> _Using the information_
[A] In the Acusphere article, how much money has the company raised since it was founded in 1993?
[B] Retype the part of the Acusphere article starting at "AI-700, Acusphere's ultrasound" and ending at "to ultrasound imaging.".
[C] Name every organization mentioned in the Acusphere article.

> _Page excerpt_
━━━━━━━━━━━━━━━━━━━━━━━━━━━━━━

Lucky No. 7 rolled in for Acusphere Inc., which raised $15 million in its seventh round of financing.
"We think we have a pretty robust technology platform," Senior Vice President and Chief Financial Officer James Fitzgerald told BioWorld Today. "We've demonstrated a very flexible platform technology that can be used in a number of different forms, and we have a number of different products as well."
Though Fitzgerald declined to provide a specific valuation for the privately held specialty pharmaceutical firm, he said Acusphere has raised $80 million since its founding in 1993.
The Watertown, Mass.-based company develops new drugs and improved formulations of existing drugs through its porous microparticle technology. Acusphere said it plans to use the proceeds to continue clinical development of its three porous product candidates.
AI-700, Acusphere's ultrasound contrast agent that uses audio imaging to detect blood insufficiency in the heart muscle, has completed two Phase II trials. Already studied in 200 patients, the contrast agent is a dry powder made of hollow microparticles filled with a perfluorocarbon gas. They are mixed with sterile water and injected into the body by a single intravenous injection prior to ultrasound imaging.
"We believe it's going to be in Phase III toward the end of this year," Fitzgerald said, adding that the company expects to meet with the FDA to finalize Phase II data later this year.

━━━━━━━━━━━━━━━━━━━━━━━━━━━━━━

> _Excerpts from a dataset_
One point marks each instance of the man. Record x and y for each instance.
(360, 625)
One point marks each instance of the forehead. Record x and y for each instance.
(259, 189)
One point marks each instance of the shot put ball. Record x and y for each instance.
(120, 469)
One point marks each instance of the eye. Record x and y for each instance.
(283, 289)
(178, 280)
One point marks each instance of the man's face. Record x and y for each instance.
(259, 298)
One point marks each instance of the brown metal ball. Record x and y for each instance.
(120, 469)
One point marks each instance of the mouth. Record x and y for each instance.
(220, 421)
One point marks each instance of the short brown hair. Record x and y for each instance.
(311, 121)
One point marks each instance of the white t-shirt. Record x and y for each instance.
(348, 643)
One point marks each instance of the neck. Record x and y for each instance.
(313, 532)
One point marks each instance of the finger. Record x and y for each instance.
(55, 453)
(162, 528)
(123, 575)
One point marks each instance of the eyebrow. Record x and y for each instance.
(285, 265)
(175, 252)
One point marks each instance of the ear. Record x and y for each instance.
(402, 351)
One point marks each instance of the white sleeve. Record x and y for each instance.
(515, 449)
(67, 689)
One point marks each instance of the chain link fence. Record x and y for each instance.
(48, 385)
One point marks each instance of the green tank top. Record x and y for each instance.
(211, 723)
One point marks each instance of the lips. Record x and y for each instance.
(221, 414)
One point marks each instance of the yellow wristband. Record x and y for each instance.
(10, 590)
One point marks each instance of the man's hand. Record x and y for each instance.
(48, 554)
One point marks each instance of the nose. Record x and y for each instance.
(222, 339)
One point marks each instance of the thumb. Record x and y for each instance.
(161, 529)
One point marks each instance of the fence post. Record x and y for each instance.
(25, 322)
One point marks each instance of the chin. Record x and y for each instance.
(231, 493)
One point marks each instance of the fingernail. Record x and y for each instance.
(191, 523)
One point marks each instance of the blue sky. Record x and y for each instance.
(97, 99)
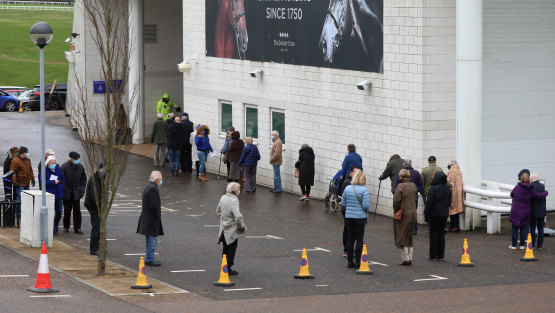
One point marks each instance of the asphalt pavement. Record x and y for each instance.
(279, 226)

━━━━━━━━━━━━━━━━━━━━━━━━━━━━━━

> _Answers given_
[A] $80 million

[B]
AI-700, Acusphere's ultrasound contrast agent that uses audio imaging to detect blood insufficiency in the heart muscle, has completed two Phase II trials. Already studied in 200 patients, the contrast agent is a dry powder made of hollow microparticles filled with a perfluorocarbon gas. They are mixed with sterile water and injected into the body by a single intravenous injection prior to ultrasound imaging.

[C] Acusphere Inc., BioWorld Today, FDA